WORK ITEM. Each line of the records below needs repeating exactly. Skip the pictures.

DATA IN THIS EXERCISE.
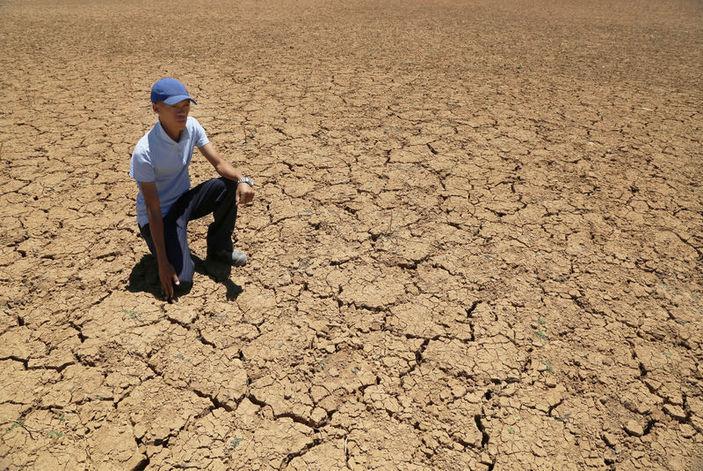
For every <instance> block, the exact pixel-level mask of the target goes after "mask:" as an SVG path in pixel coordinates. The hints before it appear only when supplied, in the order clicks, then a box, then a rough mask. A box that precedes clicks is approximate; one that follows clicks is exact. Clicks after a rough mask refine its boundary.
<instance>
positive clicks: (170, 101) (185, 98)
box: [164, 95, 198, 106]
mask: <svg viewBox="0 0 703 471" xmlns="http://www.w3.org/2000/svg"><path fill="white" fill-rule="evenodd" d="M183 100H190V101H192V102H193V103H195V104H196V105H197V104H198V103H197V102H196V101H195V100H193V99H192V98H191V97H190V96H189V95H176V96H172V97H168V98H166V99H165V100H164V103H166V104H167V105H169V106H173V105H175V104H176V103H180V102H182V101H183Z"/></svg>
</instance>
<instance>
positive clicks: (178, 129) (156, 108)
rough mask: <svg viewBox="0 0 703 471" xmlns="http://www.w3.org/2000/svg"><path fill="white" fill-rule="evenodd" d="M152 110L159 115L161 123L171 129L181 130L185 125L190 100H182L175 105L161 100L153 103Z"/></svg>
mask: <svg viewBox="0 0 703 471" xmlns="http://www.w3.org/2000/svg"><path fill="white" fill-rule="evenodd" d="M154 111H155V112H156V114H158V115H159V119H160V120H161V123H162V124H163V125H164V126H166V127H167V128H168V129H171V130H173V131H181V130H183V129H184V128H185V127H186V121H187V120H188V113H190V100H183V101H180V102H178V103H176V104H175V105H167V104H166V103H164V102H163V101H160V102H158V103H154Z"/></svg>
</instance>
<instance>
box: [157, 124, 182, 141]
mask: <svg viewBox="0 0 703 471" xmlns="http://www.w3.org/2000/svg"><path fill="white" fill-rule="evenodd" d="M159 122H160V123H161V127H162V128H164V131H166V134H167V135H168V137H170V138H171V139H173V140H174V142H178V141H179V140H180V139H181V134H182V133H183V130H182V129H179V130H178V131H174V130H173V129H169V128H168V127H167V126H166V125H165V124H164V123H163V122H162V121H161V120H159Z"/></svg>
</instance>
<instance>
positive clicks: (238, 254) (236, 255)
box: [207, 249, 248, 267]
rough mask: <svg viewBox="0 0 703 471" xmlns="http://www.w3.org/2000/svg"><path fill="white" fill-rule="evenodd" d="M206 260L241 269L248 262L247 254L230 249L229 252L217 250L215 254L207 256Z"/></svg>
mask: <svg viewBox="0 0 703 471" xmlns="http://www.w3.org/2000/svg"><path fill="white" fill-rule="evenodd" d="M207 258H208V259H209V260H217V261H218V262H222V263H228V264H230V265H232V266H233V267H243V266H244V265H246V264H247V261H248V258H247V254H245V253H244V252H242V251H241V250H237V249H232V251H231V252H230V251H229V250H218V251H217V252H213V253H210V254H208V256H207Z"/></svg>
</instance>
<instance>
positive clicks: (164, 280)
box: [159, 262, 181, 302]
mask: <svg viewBox="0 0 703 471" xmlns="http://www.w3.org/2000/svg"><path fill="white" fill-rule="evenodd" d="M159 280H160V281H161V290H162V292H163V293H164V297H165V298H166V301H168V302H171V300H172V299H173V297H174V293H175V288H174V285H175V286H178V285H180V284H181V282H180V281H179V280H178V276H177V275H176V271H175V270H174V269H173V266H171V264H170V263H169V262H163V263H159Z"/></svg>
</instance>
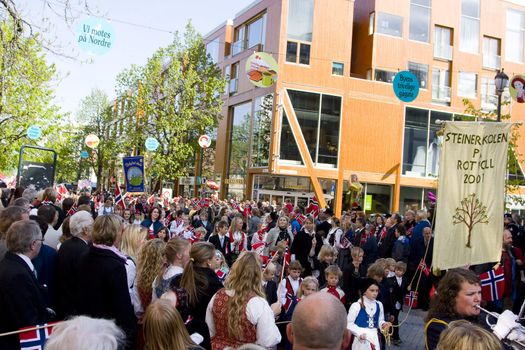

WRITTEN ANSWER.
For every <instance> block, the exact pixel-level mask of the target goes after "mask:" as an SVG path in pixel coordinates. The hints before it appear only when supplied, in the order clicks, then a box, then a rough mask. A box that precedes clicks is approximate; one that follows clicks is exact. Clicks after a rough mask refine its boundary.
<instance>
positive clicks: (170, 101) (185, 98)
box: [164, 95, 198, 106]
mask: <svg viewBox="0 0 703 471" xmlns="http://www.w3.org/2000/svg"><path fill="white" fill-rule="evenodd" d="M183 100H190V101H192V102H193V103H195V104H196V105H197V104H198V103H197V102H196V101H195V100H193V99H192V98H191V97H190V96H189V95H176V96H172V97H168V98H166V99H165V100H164V103H166V104H167V105H169V106H173V105H175V104H176V103H180V102H182V101H183Z"/></svg>
</instance>
<instance>
positive clicks: (178, 129) (156, 108)
rough mask: <svg viewBox="0 0 703 471" xmlns="http://www.w3.org/2000/svg"><path fill="white" fill-rule="evenodd" d="M152 110L159 115L161 123L171 129L181 130L185 125L190 100H182L175 105L161 100L153 103Z"/></svg>
mask: <svg viewBox="0 0 703 471" xmlns="http://www.w3.org/2000/svg"><path fill="white" fill-rule="evenodd" d="M154 111H155V112H156V114H158V115H159V119H160V120H161V123H162V124H163V125H164V126H166V127H167V128H168V129H171V130H173V131H181V130H183V129H184V128H185V127H186V121H187V120H188V113H190V100H183V101H180V102H178V103H176V104H175V105H167V104H166V103H164V102H163V101H160V102H158V103H154Z"/></svg>
</instance>
<instance>
box: [157, 124, 182, 141]
mask: <svg viewBox="0 0 703 471" xmlns="http://www.w3.org/2000/svg"><path fill="white" fill-rule="evenodd" d="M159 122H160V123H161V127H162V128H164V131H166V134H167V135H168V137H170V138H171V139H173V140H174V142H178V141H179V140H180V139H181V134H182V133H183V130H182V129H179V130H178V131H174V130H173V129H169V128H168V127H167V126H166V125H165V124H164V123H163V122H162V121H161V120H159Z"/></svg>
</instance>
<instance>
positive clicks: (238, 254) (236, 255)
box: [207, 249, 248, 267]
rough mask: <svg viewBox="0 0 703 471" xmlns="http://www.w3.org/2000/svg"><path fill="white" fill-rule="evenodd" d="M206 260L241 269L248 262L247 254L230 249L229 252L217 250L215 254L207 256Z"/></svg>
mask: <svg viewBox="0 0 703 471" xmlns="http://www.w3.org/2000/svg"><path fill="white" fill-rule="evenodd" d="M207 258H208V259H209V260H217V261H218V262H222V263H228V264H230V265H232V266H233V267H243V266H244V265H246V264H247V261H248V258H247V254H245V253H244V252H242V251H241V250H237V249H232V251H231V252H230V251H229V250H218V251H217V252H213V253H210V254H208V256H207Z"/></svg>
</instance>
<instance>
positive clicks: (164, 280)
box: [159, 262, 181, 302]
mask: <svg viewBox="0 0 703 471" xmlns="http://www.w3.org/2000/svg"><path fill="white" fill-rule="evenodd" d="M159 280H160V281H161V290H162V292H163V293H164V297H165V298H166V301H168V302H171V300H172V299H173V297H174V293H175V288H174V285H175V286H178V285H180V284H181V282H180V281H179V280H178V276H177V275H176V271H175V270H174V269H173V266H171V264H170V263H169V262H163V263H159Z"/></svg>
</instance>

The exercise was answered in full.